**GIVEN INSTRUCTION 1:** Decide whether each statement agrees with the news post below: (a) the dissertation presents a heuristic algorithm for each problem; (b) the case studies come only from the automotive domain; (c) ModComp is co-located with the MODELS conference in Munich. For each, answer yes or no and quote the deciding words from the news post.
**GIVEN INSTRUCTION 2:** In the news post below, turn the paragraph beginning "The dissertation addresses this problem" into a short list that keeps its main facts.
**GIVEN INSTRUCTION 3:** Carry on the news post below, starting right after its final sentence.

**EXCERPT:**

>>>

Anna Minaeva Successfully Defends Dissertation

Today, Anna Minaeva successfully defended her PhD dissertation entitled “Scalable Scheduling Algorithms for Embedded Systems with Real-Time Requirements” and earned the right to call herself a doctor. The reviewers were pleased with the dissertation and she confidently answered their questions.

The dissertation considers applications with real-time requirements sharing resources, such as memories, cores, and networks, in distributed systems. Scheduling this type of application subject to resource and precedence constraints, among others, while maximizing system performance is a challenging problem. Existing approaches either propose exact solutions that cannot solve industrial-sized instances or propose heuristic algorithms without validating its efficiency with optimal solutions.

The dissertation addresses this problem through a three-stage approach, corresponding to three problems with gradually increasing complexity and accuracy of the model. The four main contributions of are: 1) Comparison of three formalisms to solve the problems optimally, Integer Linear Programming (ILP), Satisfiability Modulo Theory, and Constraint Programming, along with computation time improvements. To increase the scalability of the ILP approach, an optimal approach that wraps the ILP in a branch-and-price framework is presented. 2) For each problem, a scalable and efficient heuristic algorithm is presented that decomposes the problem to decrease its computation time. 3) The efficiency of the optimal and heuristic strategies are quantitatively and qualitatively compared. 4) The practical applicability of the proposed heuristic algorithms and optimal approaches is demonstrated on case studies of real systems in both the automotive and consumer electronics domains.

I wish Anna the best of luck in her future career and hope I will have the opportunity to work with her again.

Paper Acccepted at ModComp 2019

Our paper “Towards Continuous Evolution through Automatic Detection and Correction of Service Incompatibilities” has been accepted at the 6th International Workshop on Interplay of Model-driven and Component-Based Software Engineering (ModComp). ModComp takes place in September and is co-located with the MODELS conference in Munich.

<<<

(Named object pointing entries)
>>>

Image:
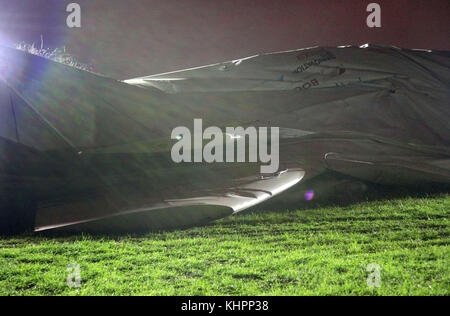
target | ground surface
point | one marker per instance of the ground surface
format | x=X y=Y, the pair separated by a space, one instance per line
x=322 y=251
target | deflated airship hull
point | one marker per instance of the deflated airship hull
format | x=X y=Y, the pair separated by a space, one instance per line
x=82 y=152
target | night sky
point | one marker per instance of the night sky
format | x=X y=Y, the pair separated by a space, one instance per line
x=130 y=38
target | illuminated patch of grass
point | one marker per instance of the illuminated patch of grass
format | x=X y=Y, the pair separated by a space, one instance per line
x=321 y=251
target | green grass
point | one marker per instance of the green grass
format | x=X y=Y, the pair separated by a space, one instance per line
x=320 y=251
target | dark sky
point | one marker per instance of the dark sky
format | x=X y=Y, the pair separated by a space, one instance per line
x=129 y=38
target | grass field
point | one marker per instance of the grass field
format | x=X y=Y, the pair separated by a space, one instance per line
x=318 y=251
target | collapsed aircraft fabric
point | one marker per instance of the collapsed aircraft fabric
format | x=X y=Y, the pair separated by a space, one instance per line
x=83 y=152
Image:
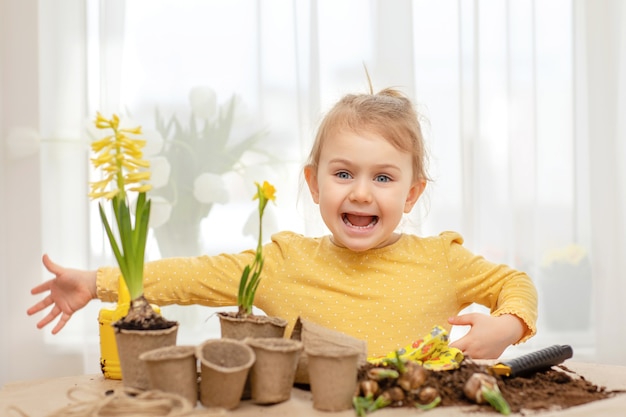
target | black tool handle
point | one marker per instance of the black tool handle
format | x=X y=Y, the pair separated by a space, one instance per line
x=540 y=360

<<<
>>>

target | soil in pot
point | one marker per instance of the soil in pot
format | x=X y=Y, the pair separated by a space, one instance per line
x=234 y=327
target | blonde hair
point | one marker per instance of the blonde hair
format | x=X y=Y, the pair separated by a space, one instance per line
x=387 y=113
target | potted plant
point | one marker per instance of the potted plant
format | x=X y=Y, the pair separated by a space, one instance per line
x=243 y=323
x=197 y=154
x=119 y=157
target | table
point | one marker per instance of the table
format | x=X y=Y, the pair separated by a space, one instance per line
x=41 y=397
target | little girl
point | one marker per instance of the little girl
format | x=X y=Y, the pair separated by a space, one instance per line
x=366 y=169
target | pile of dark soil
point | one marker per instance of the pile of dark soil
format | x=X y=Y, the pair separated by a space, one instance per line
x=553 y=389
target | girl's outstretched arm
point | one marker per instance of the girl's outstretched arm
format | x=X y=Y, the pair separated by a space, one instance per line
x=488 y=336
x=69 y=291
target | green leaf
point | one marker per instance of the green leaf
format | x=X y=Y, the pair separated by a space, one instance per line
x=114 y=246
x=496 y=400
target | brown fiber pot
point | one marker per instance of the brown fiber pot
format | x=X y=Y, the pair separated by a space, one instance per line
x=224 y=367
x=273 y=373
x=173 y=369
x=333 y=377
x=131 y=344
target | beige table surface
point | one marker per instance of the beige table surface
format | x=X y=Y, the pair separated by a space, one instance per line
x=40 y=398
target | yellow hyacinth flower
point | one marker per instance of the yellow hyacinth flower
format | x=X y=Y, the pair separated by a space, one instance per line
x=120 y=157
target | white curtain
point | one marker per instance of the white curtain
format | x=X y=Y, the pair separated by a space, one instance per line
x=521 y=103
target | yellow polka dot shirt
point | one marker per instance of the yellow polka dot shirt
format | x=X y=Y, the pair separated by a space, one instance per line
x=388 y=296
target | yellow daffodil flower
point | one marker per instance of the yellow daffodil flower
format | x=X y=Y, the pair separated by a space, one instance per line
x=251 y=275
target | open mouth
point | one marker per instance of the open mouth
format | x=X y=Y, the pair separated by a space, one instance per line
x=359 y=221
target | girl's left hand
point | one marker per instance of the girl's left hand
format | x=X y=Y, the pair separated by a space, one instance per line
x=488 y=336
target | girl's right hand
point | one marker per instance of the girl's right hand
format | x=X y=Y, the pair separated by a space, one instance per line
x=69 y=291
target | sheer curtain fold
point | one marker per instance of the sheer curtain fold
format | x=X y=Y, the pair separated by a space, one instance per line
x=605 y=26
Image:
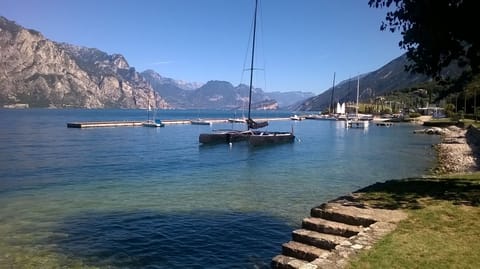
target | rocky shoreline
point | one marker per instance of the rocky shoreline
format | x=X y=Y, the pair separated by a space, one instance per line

<<<

**EXERCISE OUTPUT 1:**
(a) Yes: "For each problem, a scalable and efficient heuristic algorithm is presented"
(b) No: "in both the automotive and consumer electronics domains"
(c) Yes: "is co-located with the MODELS conference in Munich"

**EXERCISE OUTPUT 2:**
- Approach: three stages, matching three problems of gradually increasing model complexity and accuracy.
- Contribution 1: comparison of three formalisms for optimal solutions (Integer Linear Programming, Satisfiability Modulo Theory, Constraint Programming), with computation time improvements, plus an optimal approach that wraps the ILP in a branch-and-price framework to improve scalability.
- Contribution 2: a scalable, efficient heuristic algorithm for each problem, which decomposes the problem to reduce computation time.
- Contribution 3: quantitative and qualitative comparison of the optimal and heuristic strategies.
- Contribution 4: demonstration of practical applicability on case studies of real systems in the automotive and consumer electronics domains.

**EXERCISE OUTPUT 3:**
The paper describes applied research from an industrial ESI project with goal of enabling continuous evolution of software in service-oriented architectures through automatic detection and correction of service incompatibilities. Towards this, the paper has three main contributions: 1) the state-of-the-art in the areas of specification of service interfaces, and detection and correction of incompatible service interactions is surveyed, 2) directions for a methodology to detect and correct incompatible interactions that is currently under development are discussed, and 3) the methodology is discussed in the context of a simplified industrial case study from the defense domain.

Journal Article Presented at ECRTS 2019

Today, Ali presented our Real-time Systems article “Uneven Memory Regulation for Scheduling IMA Applications on Multi-core Platforms” in the Journal-to-conference (J2C) session at ECRTS.

This article addresses the problem of resource sharing in mixed-criticality systems through temporal isolation by extending the state-of-the-art Single-Core Equivalence (SCE) framework in three ways: 1) we extend the theoretical toolkit for the SCE framework by considering EDF and server-based scheduling, instead of partitioned fixed-priority scheduling, 2) we support uneven memory access budgets on a per-server basis, rather than just on a per-core basis, and 3) we formulate an Integer-Linear Programming Model (ILP) guaranteed to find a feasible mapping of a given set of servers to processors, including their execution time and memory access budgets, if such a mapping exists. Our experiments with synthetic task sets confirm that considerable improvement in schedulability can result from the use of per-server memory access budgets under the SCE framework.

Overall, I greatly appreciate that key conferences in the real-time community are starting to allow journal articles to be presented. This increases the exposure of these works that are often longer and better edited. It is also helpful for researchers at the institutes where conference publications are not considered a relevant KPI. You can argue the validity of this reasoning in areas of computer science where conferences are highly competitive with 20-30% acceptance rates, but it is reality for some researchers. An interesting thing with the MODELS conference is that they collaborate with the SOSYM journal such that some accepted articles in the journal gets a full slot at the conference. This is a nice way to highlight good articles and to appreciate the work done by both authors and reviewers.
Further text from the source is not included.